**Source data:**

>>>

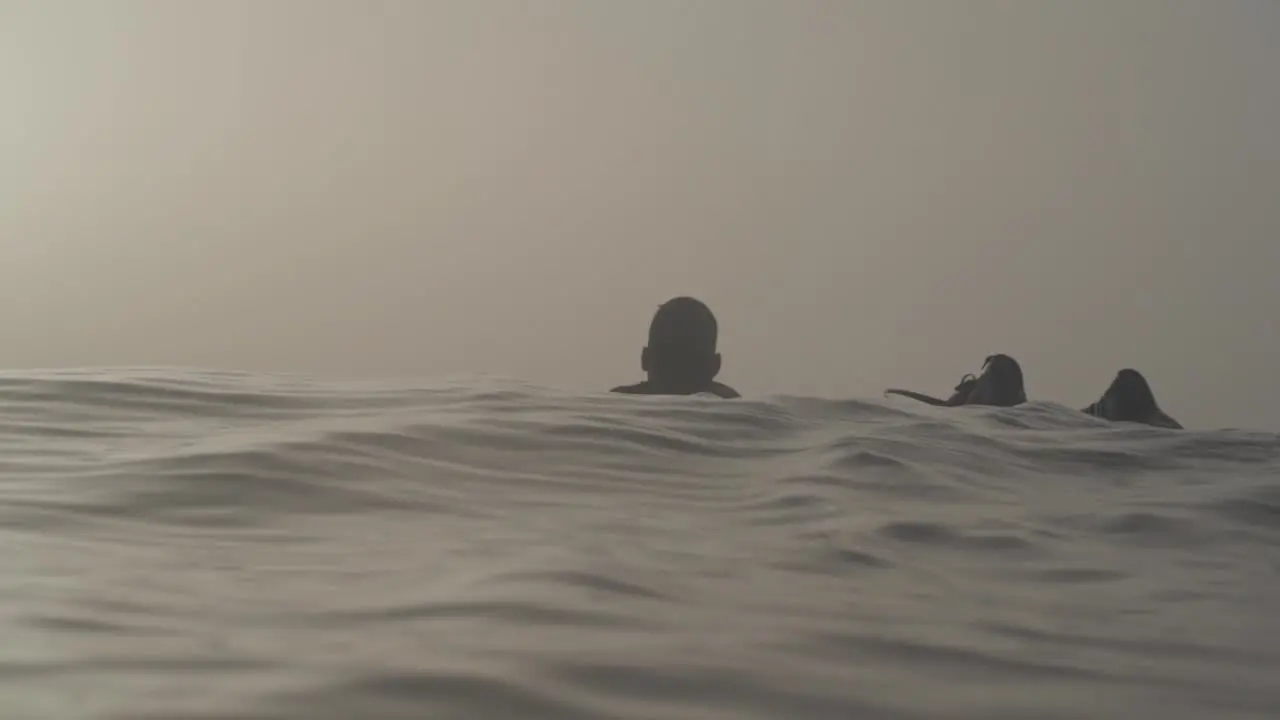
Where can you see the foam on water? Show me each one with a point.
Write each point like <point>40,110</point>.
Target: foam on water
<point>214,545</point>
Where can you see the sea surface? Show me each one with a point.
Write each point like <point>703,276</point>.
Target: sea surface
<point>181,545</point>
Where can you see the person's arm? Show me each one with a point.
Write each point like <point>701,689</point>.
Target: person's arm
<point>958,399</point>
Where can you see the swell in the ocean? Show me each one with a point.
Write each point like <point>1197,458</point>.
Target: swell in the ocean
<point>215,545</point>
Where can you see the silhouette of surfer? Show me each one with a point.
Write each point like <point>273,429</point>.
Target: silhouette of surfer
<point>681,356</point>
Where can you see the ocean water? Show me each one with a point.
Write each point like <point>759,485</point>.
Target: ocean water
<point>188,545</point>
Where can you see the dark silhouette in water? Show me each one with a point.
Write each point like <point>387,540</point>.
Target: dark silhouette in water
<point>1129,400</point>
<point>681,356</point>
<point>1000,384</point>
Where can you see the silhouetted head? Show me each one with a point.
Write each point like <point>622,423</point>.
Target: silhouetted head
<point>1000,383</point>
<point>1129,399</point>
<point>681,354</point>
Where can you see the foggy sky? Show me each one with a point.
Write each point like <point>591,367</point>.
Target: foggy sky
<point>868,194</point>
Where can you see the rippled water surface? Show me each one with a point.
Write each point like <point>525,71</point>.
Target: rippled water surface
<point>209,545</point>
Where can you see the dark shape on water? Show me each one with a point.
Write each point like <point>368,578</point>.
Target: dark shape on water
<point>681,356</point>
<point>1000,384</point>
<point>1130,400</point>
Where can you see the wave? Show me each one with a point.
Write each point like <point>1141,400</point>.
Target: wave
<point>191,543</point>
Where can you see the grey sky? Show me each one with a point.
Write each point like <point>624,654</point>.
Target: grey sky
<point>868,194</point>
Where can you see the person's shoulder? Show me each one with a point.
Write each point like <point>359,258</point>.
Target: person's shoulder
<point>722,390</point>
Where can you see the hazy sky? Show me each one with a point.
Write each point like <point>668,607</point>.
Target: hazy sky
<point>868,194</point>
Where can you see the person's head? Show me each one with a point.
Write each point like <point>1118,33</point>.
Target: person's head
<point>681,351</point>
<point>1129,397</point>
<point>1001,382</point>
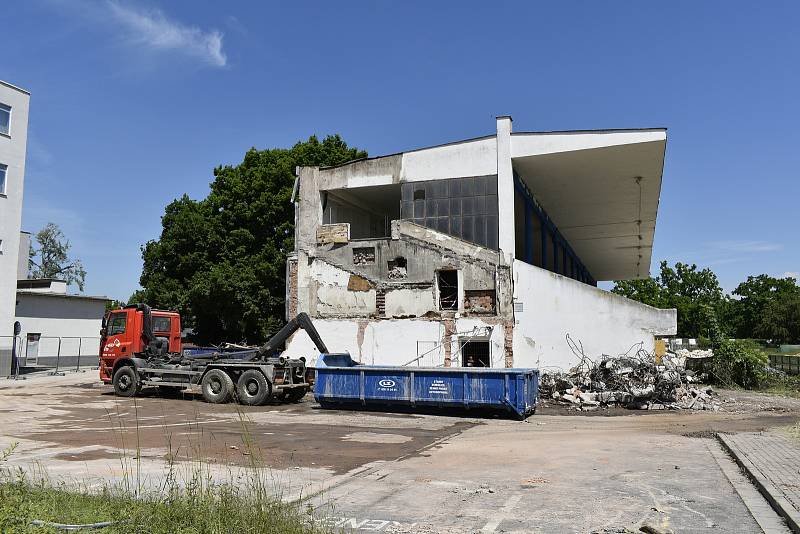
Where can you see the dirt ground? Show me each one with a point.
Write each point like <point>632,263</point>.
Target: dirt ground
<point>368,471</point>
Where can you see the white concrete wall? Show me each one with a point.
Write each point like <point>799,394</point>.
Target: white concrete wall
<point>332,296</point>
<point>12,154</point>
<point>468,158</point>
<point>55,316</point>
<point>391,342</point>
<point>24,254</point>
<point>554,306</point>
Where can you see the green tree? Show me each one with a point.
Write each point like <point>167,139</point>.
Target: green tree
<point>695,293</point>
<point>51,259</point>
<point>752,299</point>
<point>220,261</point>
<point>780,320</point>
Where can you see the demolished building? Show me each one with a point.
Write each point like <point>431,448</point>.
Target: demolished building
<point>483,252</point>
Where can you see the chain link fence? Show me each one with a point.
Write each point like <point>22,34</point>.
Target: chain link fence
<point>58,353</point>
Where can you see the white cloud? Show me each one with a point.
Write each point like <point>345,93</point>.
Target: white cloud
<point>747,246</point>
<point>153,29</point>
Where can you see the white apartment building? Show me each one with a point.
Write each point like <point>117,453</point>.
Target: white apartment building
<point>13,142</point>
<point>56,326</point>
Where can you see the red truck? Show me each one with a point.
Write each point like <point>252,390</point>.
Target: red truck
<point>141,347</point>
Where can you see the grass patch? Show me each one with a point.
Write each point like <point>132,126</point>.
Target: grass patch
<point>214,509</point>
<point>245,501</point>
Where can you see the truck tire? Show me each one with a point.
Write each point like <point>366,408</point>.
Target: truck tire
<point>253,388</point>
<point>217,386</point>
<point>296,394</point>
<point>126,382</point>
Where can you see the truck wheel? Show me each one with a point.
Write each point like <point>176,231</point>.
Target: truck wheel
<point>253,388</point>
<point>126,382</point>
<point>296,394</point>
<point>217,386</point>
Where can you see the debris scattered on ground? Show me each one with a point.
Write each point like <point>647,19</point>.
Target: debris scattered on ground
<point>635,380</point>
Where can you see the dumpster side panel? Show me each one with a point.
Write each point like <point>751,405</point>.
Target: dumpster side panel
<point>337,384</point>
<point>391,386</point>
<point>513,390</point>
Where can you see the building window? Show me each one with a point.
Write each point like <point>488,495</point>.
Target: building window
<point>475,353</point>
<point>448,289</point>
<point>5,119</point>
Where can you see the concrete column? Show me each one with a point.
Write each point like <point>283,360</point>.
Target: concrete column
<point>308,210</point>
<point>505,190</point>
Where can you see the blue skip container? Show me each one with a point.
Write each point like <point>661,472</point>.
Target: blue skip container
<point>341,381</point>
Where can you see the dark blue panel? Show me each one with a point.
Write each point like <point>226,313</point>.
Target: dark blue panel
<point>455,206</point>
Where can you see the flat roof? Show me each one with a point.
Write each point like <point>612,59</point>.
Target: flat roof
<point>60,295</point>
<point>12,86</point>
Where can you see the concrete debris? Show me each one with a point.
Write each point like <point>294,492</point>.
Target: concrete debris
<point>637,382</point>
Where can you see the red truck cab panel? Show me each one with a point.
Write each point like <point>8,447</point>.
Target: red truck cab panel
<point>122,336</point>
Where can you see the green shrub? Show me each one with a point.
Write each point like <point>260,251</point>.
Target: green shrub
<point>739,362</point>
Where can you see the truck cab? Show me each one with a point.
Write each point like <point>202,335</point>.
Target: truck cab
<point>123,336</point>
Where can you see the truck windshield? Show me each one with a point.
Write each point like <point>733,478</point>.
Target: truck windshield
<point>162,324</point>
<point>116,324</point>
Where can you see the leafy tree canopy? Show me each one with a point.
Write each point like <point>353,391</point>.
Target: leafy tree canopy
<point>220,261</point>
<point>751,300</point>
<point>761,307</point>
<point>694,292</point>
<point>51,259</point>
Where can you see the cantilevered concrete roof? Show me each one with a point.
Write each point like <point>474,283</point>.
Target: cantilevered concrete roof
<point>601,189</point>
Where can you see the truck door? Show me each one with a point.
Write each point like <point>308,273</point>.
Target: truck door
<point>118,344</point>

<<<
>>>

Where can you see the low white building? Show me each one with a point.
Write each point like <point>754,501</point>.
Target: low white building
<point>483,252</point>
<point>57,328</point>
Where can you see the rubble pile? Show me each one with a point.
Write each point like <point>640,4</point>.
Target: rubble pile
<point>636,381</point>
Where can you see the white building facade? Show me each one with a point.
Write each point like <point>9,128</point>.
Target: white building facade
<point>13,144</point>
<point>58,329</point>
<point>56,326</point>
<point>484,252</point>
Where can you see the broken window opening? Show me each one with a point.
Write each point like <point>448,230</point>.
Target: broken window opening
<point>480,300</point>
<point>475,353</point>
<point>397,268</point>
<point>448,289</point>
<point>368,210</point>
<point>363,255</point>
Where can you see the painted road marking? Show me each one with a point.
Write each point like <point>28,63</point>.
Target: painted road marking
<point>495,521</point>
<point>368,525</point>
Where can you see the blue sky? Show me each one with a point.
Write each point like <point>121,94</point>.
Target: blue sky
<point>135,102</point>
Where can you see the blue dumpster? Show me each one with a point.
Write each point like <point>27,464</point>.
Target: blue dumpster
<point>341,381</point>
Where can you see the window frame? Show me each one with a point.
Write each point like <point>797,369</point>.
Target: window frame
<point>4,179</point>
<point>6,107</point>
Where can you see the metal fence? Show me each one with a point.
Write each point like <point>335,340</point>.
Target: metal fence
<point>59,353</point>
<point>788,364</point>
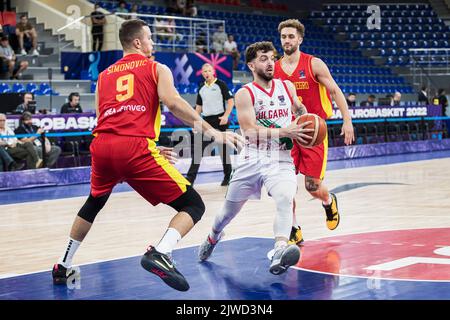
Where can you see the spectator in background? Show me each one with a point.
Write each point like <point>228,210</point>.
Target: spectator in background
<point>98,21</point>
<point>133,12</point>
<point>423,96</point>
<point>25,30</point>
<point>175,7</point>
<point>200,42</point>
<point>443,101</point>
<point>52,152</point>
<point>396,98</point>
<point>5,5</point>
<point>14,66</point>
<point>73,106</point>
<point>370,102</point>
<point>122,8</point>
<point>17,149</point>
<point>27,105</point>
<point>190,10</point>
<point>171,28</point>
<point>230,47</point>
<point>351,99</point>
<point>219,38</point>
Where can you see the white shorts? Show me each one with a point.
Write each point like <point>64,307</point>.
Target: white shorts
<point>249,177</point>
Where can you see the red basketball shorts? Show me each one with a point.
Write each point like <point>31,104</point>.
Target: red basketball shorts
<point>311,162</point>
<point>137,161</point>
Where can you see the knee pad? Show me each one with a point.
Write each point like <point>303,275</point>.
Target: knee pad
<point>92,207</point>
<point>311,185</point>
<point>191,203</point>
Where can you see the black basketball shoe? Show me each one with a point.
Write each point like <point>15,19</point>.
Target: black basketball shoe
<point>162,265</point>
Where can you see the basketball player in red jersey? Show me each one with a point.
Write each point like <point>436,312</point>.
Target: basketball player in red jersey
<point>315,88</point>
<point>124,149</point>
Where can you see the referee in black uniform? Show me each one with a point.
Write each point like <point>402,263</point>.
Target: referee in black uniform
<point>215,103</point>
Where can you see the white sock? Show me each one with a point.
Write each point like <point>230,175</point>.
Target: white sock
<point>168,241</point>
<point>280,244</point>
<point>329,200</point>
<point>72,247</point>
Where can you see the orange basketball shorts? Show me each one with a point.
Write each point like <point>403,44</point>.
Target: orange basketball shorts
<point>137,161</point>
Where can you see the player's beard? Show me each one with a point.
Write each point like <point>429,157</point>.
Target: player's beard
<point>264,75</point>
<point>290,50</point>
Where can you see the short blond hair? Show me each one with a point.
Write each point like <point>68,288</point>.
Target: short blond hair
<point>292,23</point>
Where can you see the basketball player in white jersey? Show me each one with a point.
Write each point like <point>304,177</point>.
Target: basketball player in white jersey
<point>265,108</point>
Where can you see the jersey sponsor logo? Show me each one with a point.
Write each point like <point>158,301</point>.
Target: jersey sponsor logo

<<<
>>>

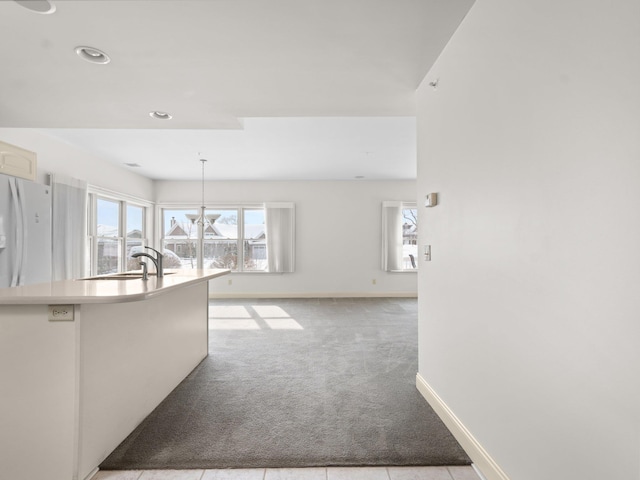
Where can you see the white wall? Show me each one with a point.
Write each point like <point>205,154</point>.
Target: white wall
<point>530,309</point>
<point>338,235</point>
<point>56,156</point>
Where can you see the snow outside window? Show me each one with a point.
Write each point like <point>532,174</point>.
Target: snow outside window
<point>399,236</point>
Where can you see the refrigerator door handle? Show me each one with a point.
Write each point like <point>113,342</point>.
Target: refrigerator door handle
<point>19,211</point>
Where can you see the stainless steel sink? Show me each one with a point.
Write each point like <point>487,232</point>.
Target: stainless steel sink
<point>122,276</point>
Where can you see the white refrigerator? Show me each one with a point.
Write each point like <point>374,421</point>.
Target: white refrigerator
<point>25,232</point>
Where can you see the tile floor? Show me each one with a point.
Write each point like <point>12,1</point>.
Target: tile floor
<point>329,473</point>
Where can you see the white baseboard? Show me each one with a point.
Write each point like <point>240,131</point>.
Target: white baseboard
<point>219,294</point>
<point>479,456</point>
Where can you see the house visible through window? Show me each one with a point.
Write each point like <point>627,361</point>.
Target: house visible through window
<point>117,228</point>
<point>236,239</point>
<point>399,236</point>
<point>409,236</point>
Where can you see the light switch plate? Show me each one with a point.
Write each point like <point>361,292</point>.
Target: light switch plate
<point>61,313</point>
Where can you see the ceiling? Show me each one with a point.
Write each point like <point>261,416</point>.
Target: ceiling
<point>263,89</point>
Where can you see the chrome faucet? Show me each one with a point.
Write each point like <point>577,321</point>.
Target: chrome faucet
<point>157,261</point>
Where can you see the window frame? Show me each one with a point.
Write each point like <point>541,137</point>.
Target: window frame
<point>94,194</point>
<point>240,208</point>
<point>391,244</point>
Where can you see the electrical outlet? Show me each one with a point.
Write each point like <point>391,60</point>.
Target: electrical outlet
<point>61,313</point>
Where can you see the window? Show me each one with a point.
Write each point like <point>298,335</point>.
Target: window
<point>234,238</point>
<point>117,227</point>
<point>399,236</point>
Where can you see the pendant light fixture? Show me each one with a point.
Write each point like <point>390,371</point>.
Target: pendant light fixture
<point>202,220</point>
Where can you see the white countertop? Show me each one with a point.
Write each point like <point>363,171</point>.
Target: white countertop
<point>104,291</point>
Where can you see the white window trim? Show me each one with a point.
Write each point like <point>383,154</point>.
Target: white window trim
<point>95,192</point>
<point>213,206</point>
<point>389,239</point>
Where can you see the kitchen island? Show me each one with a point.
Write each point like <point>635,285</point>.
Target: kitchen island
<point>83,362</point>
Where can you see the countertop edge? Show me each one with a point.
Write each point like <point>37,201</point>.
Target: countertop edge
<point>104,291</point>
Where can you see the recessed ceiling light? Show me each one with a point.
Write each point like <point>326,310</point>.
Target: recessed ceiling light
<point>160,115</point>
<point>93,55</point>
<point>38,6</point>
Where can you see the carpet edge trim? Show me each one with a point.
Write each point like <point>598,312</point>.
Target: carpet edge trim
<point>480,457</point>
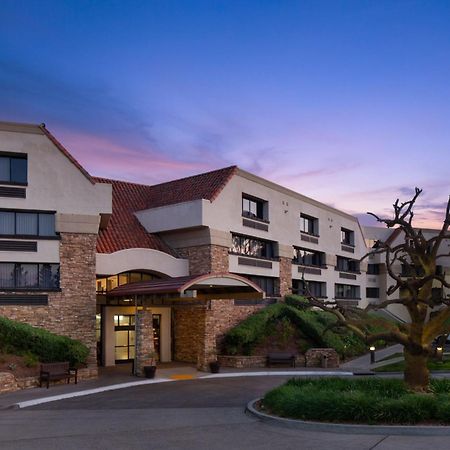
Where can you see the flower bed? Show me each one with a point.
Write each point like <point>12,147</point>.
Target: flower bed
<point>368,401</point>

<<<

**What to produce:** Write out the stretch of the material from the line containing "Where can you see the basketball player in red" through the line containing "<point>265,108</point>", keeping every line unchanged.

**Problem solution:**
Where can you see the basketball player in red jersey? Show me each one with a point.
Write each point like <point>436,312</point>.
Target: basketball player in red jersey
<point>315,88</point>
<point>124,149</point>
Where can you see the referee in black uniform? Show me each one with a point.
Write each point like <point>402,263</point>.
Target: referee in black uniform
<point>215,103</point>
Where can you see the white sock? Show me each one with a point.
Write each point like <point>230,175</point>.
Target: white sock
<point>168,241</point>
<point>280,244</point>
<point>329,200</point>
<point>72,247</point>
Where can you see the orange basketball shorts? Show me each one with a point.
Write each point like <point>403,44</point>.
Target: orange basketball shorts
<point>137,161</point>
Where can you see the player's beard? Show me each one with a point.
Write each point like <point>429,157</point>.
Target: player's beard
<point>264,75</point>
<point>290,50</point>
Where can you see the short blond hair? Show me each one with a point.
Write each point like <point>68,288</point>.
Target: short blond hair
<point>292,23</point>
Where can you see the basketball player in white jersey? Show me each one with a point.
Write each point like <point>304,177</point>.
Target: basketball player in white jersey
<point>265,108</point>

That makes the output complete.